抜粋
# # # #

前節では、労働時間の変化をみてきたが、過去30年間を振り返ってみると、現在のような労働需給の引き締まった時期ばかりではなかった。我が国においても、1990年代以降、いわゆるバブルが崩壊した後には「失われた10年」とも称される経済活動の低迷期があり、同時期には大学や高校の新卒就職率も低下した(いわゆる就職氷河期)。本節では、景気変動が特定世代の雇用に与える影響について考察し、若年人口が減少する中での新卒採用の今後や離職・転職を通じた長期的に安定した雇用機会の創出等について、特に雇い方との関係から検討していく。

1 景気変動と就業機会:「就職氷河期世代」の背景

(世界的に経済危機の後は失業率が大きく上昇し、それが長期間続く傾向)

雇用は生産活動の派生需要であるため、国や時期によって多少の違いはあれども景気変動の影響を受ける。ここでは、大きな経済危機後には、雇用者数の回復に時間を要することを示したPlotnikov(2014)を参考に、経済危機後における若年失業率の回復パターンをみると、15~24歳の失業率は、経済危機を伴う大きな景気変動が発生した後には長期間に渡って高止まりする現象がみられる(第2-2-1図)。

第2-2-1図 大規模な経済危機後の失業率(若年、15~24歳)の推移
第2-2-1図 大規模な経済危機後の失業率(若年、15~24歳)の推移 のグラフ

例えば、アメリカ(世界金融危機、2007年~)、日本(バブル崩壊、1992年~)及び北欧諸国(フィンランド及びスウェーデン、1991年~)の経済危機後における15~24歳の失業率をみると、危機前の水準に戻るのに10年程度要している。その他の景気循環時における若年失業率が戻るために要する時間は、我が国の場合は平均6年程度(第8循環の山(1977年)、第9循環の山(1980年)及び第10循環の山(1985年)から計測した回復期間の平均)、アメリカの場合は平均5年程度(1981年、1990年及び2001年のから計測した回復期間の平均)となり、日米ともに大きな景気変動後には、若年失業率の改善に時間を要している。

# # # #

記録データ
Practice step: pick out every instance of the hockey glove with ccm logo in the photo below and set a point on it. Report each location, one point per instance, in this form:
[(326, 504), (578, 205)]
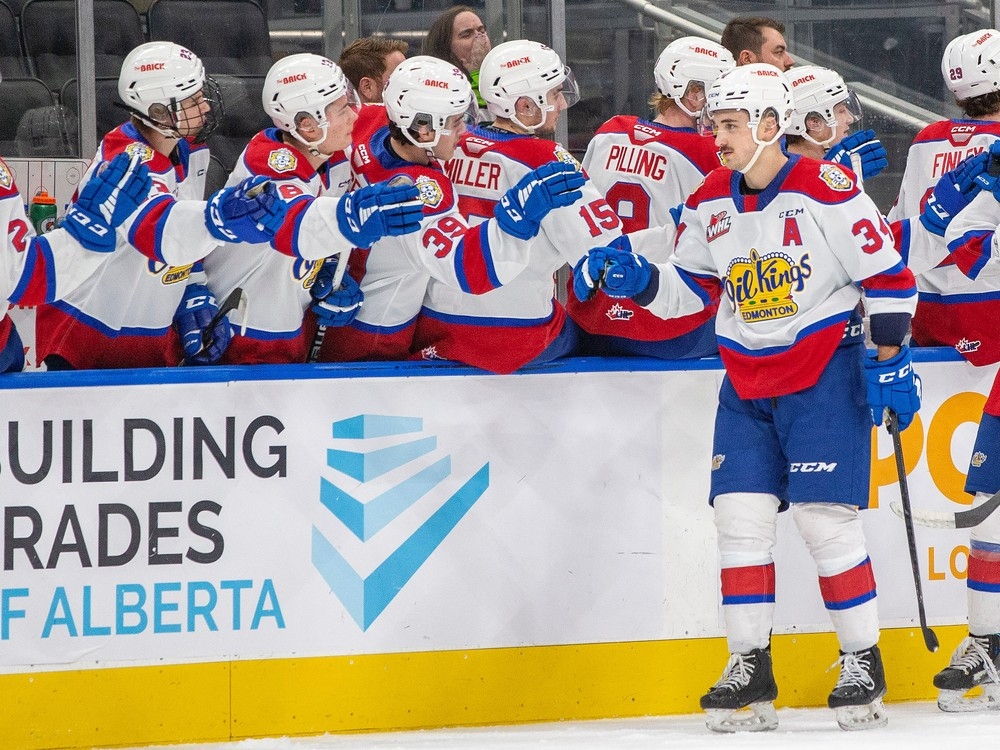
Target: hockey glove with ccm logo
[(863, 143), (953, 192), (893, 384), (366, 215), (249, 212), (621, 274), (113, 193), (194, 315), (335, 307), (522, 208)]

# # # #

ミニ課題 1
景気変動と雇用についての抜粋と照らして、次の(a)~(c)がそれぞれ合っているかを「はい」か「いいえ」で答え、決め手になる本文の言葉をそのまま引用してください。
(a) バブル崩壊後の時期に、大学や高校の新卒就職率は下がった。
(b) アメリカ、日本、北欧諸国の経済危機後、15~24歳の失業率は5年ほどで危機前の水準に戻った。
(c) 雇用は生産活動の派生需要だとされている。
ミニ課題 2
景気変動と雇用についての抜粋が終わったところから話を引き継いで、続きを書いてください。

最終結果 1
(a) はい。「同時期には大学や高校の新卒就職率も低下した」
(b) いいえ。「危機前の水準に戻るのに10年程度要している」
(c) はい。「雇用は生産活動の派生需要であるため」

最終結果 2
(就職氷河期世代の大学新卒就職率は平年よりも10%ポイント以上低下)

我が国において、1990年代の成長鈍化による影響を受けた世代(1974~83年生まれ、2018年時点で35歳以上45歳未満)は、いわゆる就職氷河期世代と呼ばれている。新卒就業率(新卒者から進学者を除いたうち、その年に就業した者の割合)を確認すると、大学(学部)卒業者の場合、就職氷河期の就職率が69.7%(その期間を除く1985年~2019年の平均は80.1%)と平年よりも10%ポイント以上の低下、高等学校卒業者も、平均就職率は70.9%と平年の78.1%よりも7%ポイント程度の低下となっている(第2-2-2図)。

第2-2-2図 新卒就職率の推移
第2-2-2図 新卒就職率の推移 のグラフ

(就職氷河期世代の男性は、30歳台時の正規雇用比率も低め)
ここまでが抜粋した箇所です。